**Exercise goal:** According to the court opinion on the Union Trust Company, why did the Superintendent of Banks of Ohio take over the bank for liquidation? Answer in one to three sentences.

**Text:**
====

Case ID: f2d_139/html/0618-01.html
Source: Caselaw Access Project
Author: {"author": "MARTIN, Circuit Judge.", "license": "Public Domain", "url": "https://static.case.law/"}
Date Created: 2024-08-24T03:29:51.129683

RIEGER v. COMMISSIONER OF INTERNAL REVENUE. PICKREL et al. v. SAME. SCHAEFFER v. SAME.
    Nos. 9489-9491.
    Circuit Court of Appeals, Sixth Circuit.
    Nov. 30, 1943.
    
      In case No. 9489:
    Benjamin R. Shaman, of Dayton, Ohio, for petitioner.
    In case No. 9490:
    William G. Pickrel, of Dayton, Ohio, for petitioners.
    In case No. 9491:
    Virgil Schaeffer, of Dayton, Ohio, for petitioner.
    Louise Foster and J. P. Wenchel, both of Washington, D. C. (Samuel O. Clark, Jr., Sewall Key, A. F. Prescott, and Mamie S. Price, all of Washington, D. C., on the brief), for respondents.
    Before SIMONS, MARTIN, and Mc-ALLISTER, Circuit Judges.
   MARTIN, Circuit Judge.

The Union Trust Company of Dayton, Ohio, was closed on October 31, 1931, and taken over for liquidation by the Superintendent of Banks of Ohio, pursuant to the law of that state, under which the bank was chartered. At the time of closing, the bank had some ninety thousand depositors who had an aggregate of $28,-000,000 on deposit. Thousands of the depositors were school children, whose accounts were paid off in full immediately after the bank closed. All preferred and secured creditors’ accounts were also paid in full and set-off credit was given debtors against their deposits. These adjustments were completed by April 1932; whereupon negotiable certificates of claim were issued to the remaining depositors of the bank who then numbered some fifty thousand persons, whose deposits totalled the approximate sum of $15,377,000.

====

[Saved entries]
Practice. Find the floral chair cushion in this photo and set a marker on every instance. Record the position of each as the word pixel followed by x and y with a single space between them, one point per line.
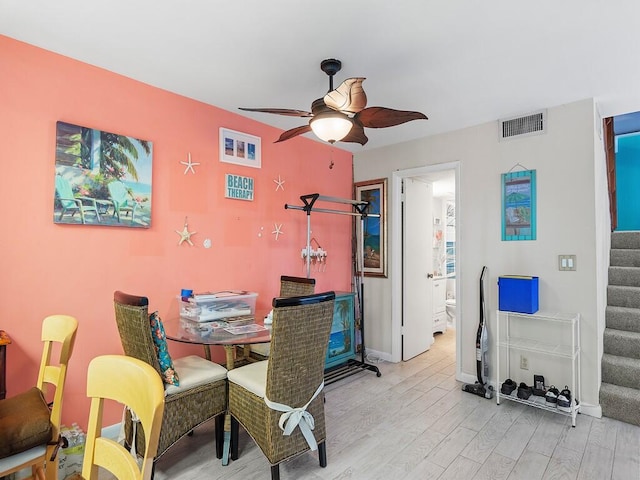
pixel 169 375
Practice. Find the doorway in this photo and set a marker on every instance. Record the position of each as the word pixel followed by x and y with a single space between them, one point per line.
pixel 434 174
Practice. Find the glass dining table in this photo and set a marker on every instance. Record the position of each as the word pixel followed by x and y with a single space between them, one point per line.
pixel 229 335
pixel 234 334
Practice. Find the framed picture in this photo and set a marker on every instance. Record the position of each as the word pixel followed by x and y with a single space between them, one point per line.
pixel 375 226
pixel 519 205
pixel 240 148
pixel 101 178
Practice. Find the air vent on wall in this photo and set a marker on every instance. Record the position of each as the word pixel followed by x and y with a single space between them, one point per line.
pixel 532 124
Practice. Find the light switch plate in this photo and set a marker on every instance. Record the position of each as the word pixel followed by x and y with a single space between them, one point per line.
pixel 567 263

====

**Result of this exercise:** The Superintendent of Banks of Ohio took over the Union Trust Company of Dayton for liquidation under Ohio law. That law governed because the bank had been chartered under it.